▶ [Directions]
Transcribe every line of the records below verbatim, omitting the pictures.

━━ Data listing

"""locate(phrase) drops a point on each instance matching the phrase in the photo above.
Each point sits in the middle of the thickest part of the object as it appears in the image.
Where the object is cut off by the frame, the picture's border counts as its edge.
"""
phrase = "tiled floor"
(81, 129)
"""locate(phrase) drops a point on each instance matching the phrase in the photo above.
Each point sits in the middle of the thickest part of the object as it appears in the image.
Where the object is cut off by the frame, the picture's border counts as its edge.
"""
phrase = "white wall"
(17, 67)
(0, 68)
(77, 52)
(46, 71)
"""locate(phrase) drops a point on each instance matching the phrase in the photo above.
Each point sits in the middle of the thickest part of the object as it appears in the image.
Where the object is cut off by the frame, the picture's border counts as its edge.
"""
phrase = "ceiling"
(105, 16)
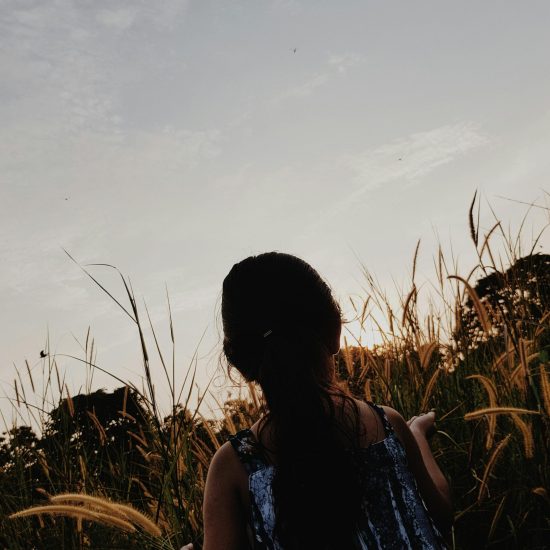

━━━━

▶ [Reply to the exercise]
"""locate(phrase) drops a point on each instance matching the phrase in the photo above.
Each point sits in the middle of the thickest part of the object as it appears in the image.
Where the object is cut off by the frame, the picture's border counts as its edge.
"""
phrase = "tiled floor"
(81, 129)
"""locate(phrase) drops a point on each instance matching the phrase in the photo above.
Each point sits in the middle of the thickest part of the object as it appears in the image.
Where the object is cut off by the frame, the picture's border counts as its edge.
"""
phrase = "white wall"
(17, 67)
(0, 68)
(77, 52)
(46, 71)
"""locate(phrase) drops a point on each instance matching the phrase in the photo above.
Each point sits in the middle of the thickest part of the object as it appears in the image.
Where the object is cut off by the frame, the picture's border counts as its edge.
"""
phrase = "ceiling"
(105, 16)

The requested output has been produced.